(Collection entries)
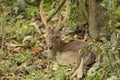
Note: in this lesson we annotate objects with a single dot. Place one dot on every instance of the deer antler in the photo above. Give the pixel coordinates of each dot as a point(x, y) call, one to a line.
point(61, 22)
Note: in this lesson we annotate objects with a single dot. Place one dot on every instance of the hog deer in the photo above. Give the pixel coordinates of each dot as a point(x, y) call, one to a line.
point(70, 52)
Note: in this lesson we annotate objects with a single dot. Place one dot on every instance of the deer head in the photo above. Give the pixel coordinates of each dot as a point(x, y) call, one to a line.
point(53, 36)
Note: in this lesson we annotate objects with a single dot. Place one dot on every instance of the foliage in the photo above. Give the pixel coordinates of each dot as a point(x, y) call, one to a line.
point(21, 35)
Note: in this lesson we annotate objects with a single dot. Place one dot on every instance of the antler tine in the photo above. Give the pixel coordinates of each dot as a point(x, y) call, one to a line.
point(43, 17)
point(67, 12)
point(61, 22)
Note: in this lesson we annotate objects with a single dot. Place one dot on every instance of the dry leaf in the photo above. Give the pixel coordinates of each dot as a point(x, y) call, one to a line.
point(36, 50)
point(79, 71)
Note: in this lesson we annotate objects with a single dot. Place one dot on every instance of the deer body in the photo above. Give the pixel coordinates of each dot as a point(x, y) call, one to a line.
point(71, 52)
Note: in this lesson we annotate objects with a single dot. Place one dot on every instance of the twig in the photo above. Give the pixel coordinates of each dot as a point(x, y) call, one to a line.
point(55, 11)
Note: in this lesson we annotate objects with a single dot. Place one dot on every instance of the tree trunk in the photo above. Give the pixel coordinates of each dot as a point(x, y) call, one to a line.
point(93, 28)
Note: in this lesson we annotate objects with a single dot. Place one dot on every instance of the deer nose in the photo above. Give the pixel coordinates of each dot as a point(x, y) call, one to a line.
point(50, 46)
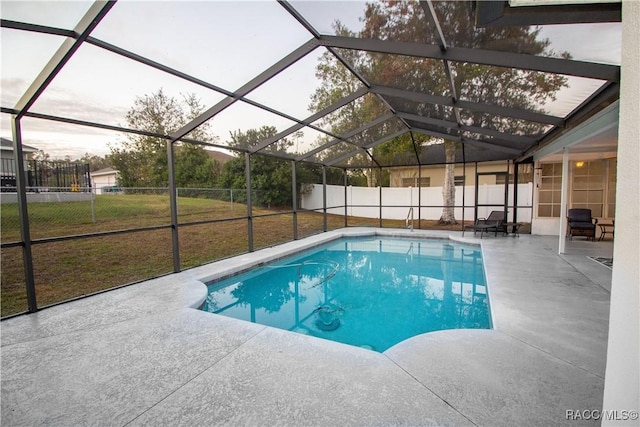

GOAL: Can you reproduce every entry above verbatim, leaving out the pictures?

EXERCISE OUTPUT:
Note: in this lesson we annotate objects with a single dot. Place one dot on every instance of the deer antler in the photo above. Give the pixel coordinates of each dot as a point(x, y) call, one to a line.
point(61, 22)
Note: in this lesson we annotate objects with a single dot. Place one dot on every instance of the hog deer in the photo above. Give the pixel coordinates of each dot as a point(x, y) call, one to a line.
point(70, 52)
Note: in this lesson we annotate objects with a single dot. Place one dot on every instance of the deer head in the photo above. Give the pixel coordinates of each dot as a point(x, y) call, one to a line.
point(53, 36)
Note: in this lesson we annotate objects with a single dot. Place one dot on every instance of the foliage in the photo above. Give the pixel coordinates of each dot as a point(x, y) call, one to a line.
point(21, 35)
Note: in this lesson we annotate objects with a single dot. Place one dot on every instance of the antler tine in the photo above. Give the pixel coordinates of each dot as a point(x, y) call, one to a line.
point(43, 17)
point(67, 12)
point(61, 22)
Note: in this lesson we annotate objects with a single dot. Place one dot on every instance of the dry leaf in the photo above. Give the pixel coordinates of each dot as a point(x, y) call, one to a line.
point(36, 50)
point(79, 71)
Note: in this lesson we annotate objects with a single dot. Place one dot on every instance of the deer body in the photo above. Give the pixel coordinates of each dot as a point(x, y) call, one to a line.
point(71, 52)
Note: in this lesson we annotate objects with a single dot. Place one dot on every instance of the twig in the photo above. Give the pixel coordinates of each dot as a point(x, y) call, one to a line.
point(55, 11)
Note: in this lesson we annotate objects with a single dot. Place one dot on every instance of the tree trunk in the photo above. Give the pixel coordinates of each dot as a point(x, y) call, one to a line.
point(93, 28)
Note: in this lesson we annotate objects with a single dot. Place one dot on every instance of the deer nose in the photo above. Give the pixel coordinates of each dot as a point(x, y) call, one to a line.
point(50, 46)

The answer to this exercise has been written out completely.